>> BEGIN

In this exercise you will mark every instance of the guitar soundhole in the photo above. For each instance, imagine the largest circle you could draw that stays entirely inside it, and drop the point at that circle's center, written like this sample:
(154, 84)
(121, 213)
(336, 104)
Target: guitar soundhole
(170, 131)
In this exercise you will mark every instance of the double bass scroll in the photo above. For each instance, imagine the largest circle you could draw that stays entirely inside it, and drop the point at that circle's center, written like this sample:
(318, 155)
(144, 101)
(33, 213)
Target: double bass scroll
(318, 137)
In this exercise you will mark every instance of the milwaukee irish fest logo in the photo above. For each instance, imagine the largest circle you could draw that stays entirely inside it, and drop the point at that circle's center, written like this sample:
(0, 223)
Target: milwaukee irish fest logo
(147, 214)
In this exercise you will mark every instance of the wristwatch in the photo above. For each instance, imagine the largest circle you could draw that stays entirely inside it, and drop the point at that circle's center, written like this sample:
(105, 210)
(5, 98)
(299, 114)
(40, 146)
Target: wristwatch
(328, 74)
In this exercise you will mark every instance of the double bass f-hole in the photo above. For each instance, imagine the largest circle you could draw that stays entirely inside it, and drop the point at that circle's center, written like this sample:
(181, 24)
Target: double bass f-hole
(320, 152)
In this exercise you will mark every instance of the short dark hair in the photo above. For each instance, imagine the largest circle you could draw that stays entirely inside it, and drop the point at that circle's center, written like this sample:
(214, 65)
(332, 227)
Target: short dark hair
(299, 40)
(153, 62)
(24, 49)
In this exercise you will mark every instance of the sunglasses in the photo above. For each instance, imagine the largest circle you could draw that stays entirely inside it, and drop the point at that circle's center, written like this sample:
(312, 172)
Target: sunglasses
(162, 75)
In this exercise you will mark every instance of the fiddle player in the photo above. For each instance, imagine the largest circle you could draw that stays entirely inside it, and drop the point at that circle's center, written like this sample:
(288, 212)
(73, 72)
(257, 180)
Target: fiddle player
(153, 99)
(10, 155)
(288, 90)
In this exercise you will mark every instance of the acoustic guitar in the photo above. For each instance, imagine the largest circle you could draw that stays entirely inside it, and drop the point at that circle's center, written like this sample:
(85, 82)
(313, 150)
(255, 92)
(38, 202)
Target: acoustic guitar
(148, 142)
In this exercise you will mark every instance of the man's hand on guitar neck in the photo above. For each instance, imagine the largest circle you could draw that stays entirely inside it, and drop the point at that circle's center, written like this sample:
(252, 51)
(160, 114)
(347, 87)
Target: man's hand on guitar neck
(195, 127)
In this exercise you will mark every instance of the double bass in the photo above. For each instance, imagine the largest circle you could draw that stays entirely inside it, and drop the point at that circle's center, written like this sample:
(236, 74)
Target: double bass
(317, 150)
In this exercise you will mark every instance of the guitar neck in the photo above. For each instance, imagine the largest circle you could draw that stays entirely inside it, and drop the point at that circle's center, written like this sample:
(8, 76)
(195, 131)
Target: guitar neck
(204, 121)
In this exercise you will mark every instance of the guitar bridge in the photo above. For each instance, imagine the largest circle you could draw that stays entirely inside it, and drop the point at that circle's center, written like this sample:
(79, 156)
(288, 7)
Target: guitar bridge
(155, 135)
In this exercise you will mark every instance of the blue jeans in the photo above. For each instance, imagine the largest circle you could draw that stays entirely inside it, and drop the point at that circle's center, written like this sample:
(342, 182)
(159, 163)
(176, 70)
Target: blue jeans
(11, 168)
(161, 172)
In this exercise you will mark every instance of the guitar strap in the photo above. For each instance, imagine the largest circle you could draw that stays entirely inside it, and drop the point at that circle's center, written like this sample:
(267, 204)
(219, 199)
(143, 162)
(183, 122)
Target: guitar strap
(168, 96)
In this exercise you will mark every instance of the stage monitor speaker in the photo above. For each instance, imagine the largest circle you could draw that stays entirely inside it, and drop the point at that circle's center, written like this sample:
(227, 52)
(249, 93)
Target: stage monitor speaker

>> END

■ **What the exercise asks**:
Rewrite the lines from the one containing "In this exercise you will mark every instance of the stage" through the last line, putting "floor wedge speaker" wherever "stage monitor speaker" appears and changing nothing else.

■ **Solution**:
In this exercise you will mark every instance of the floor wedge speaker in the photo above. For each instance, imagine the largest circle you could draw that stays entirely inside it, and drop the point at that circle's center, written like this sample:
(227, 52)
(249, 93)
Target: floor wedge speaker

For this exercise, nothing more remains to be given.